• [Required work]
Can you rewrite the text on the Cognizant automation study, everything from "Health insurers emerged" down to "cost savings year-over-year.", replacing "trailblazers" with "pioneers"?

Machine learning, artificial intelligence and effective use of big data - essentially software robots - will unlock significant value within the next three to five years, according to a study by Cognizant.
The study was conducted by Cognizant’s Center for the Future of Work and polled 537 senior business and technology decision-makers across multiple industry sectors, including financial services, insurance, healthcare, pharmaceutical, retail, hospitality, and technology.
Respondents largely agreed that the benefits of intelligent process automation (IPA), and mining the resulting big data can be characterised as providing money and meaning for their businesses.
They agree it can provide faster processing with fewer errors, unlimited scalability, and lower cost of ownership, along with the ability to make more timely business decisions through automation-enabled analytics.
Respondents say they are automating, on average, 25-40% of their workflow today.
The survey indicates this automation is occurring with workflows that follow rote procedures and manual inputs, paving the way for next generation IPA technologies to drive greater cost savings and efficiency while driving richer business insights when applied to more complex workflows.
On top of this, about half of the respondents saw automation as significantly improving their business processes within three to five years, and about 44% have similarly high expectations for business analytics.
Furthermore, nearly one-fifth reported achieving cost savings of greater than 15% from IPA over the past year.
Health insurers emerged as industry trailblazers, pushing frontiers of cost reduction through automation of middle-office functions, such as claims coding and processing, with over one quarter seeing at least 15% cost savings year-over-year.

[Region pointing data]
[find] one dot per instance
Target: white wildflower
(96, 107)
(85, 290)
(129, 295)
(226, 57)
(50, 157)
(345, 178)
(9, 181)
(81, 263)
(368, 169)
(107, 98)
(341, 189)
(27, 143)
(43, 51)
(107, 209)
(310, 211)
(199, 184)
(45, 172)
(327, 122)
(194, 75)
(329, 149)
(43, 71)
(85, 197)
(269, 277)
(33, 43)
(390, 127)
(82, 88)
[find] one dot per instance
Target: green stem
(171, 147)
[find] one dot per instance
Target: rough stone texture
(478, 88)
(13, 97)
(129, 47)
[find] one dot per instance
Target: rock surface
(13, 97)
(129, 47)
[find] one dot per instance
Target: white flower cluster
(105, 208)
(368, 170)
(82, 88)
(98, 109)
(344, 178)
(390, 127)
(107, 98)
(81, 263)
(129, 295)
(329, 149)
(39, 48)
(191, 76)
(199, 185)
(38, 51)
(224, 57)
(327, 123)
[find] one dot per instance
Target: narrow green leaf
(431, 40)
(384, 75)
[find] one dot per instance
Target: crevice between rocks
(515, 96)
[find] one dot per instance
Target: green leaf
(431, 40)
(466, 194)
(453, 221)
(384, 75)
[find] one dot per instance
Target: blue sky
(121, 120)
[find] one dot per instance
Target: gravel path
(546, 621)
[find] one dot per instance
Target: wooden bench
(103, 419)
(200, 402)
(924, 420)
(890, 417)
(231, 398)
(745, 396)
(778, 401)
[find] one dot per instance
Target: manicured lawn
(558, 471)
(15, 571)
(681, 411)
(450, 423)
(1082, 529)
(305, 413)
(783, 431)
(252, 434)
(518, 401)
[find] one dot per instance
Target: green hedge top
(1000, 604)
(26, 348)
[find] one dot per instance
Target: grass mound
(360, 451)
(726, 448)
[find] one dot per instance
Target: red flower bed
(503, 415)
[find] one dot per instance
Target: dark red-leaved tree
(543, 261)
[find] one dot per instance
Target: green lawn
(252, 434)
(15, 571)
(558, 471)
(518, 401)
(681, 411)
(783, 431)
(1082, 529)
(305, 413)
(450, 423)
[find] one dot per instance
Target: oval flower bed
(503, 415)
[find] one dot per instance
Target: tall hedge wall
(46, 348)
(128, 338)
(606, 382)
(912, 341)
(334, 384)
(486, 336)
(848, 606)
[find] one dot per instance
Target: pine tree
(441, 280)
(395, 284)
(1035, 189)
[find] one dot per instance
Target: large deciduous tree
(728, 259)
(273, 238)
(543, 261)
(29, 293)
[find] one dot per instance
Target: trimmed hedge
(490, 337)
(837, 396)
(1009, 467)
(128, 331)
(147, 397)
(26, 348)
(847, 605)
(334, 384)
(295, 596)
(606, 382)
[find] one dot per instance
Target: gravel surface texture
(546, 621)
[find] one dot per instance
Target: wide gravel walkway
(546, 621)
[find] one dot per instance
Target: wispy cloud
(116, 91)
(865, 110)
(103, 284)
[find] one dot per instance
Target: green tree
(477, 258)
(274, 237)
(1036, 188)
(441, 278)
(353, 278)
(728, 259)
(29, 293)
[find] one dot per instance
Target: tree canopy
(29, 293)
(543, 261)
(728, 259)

• [Written solution]
Health insurers emerged as industry pioneers, pushing frontiers of cost reduction through automation of middle-office functions, such as claims coding and processing, with over one quarter seeing at least 15% cost savings year-over-year.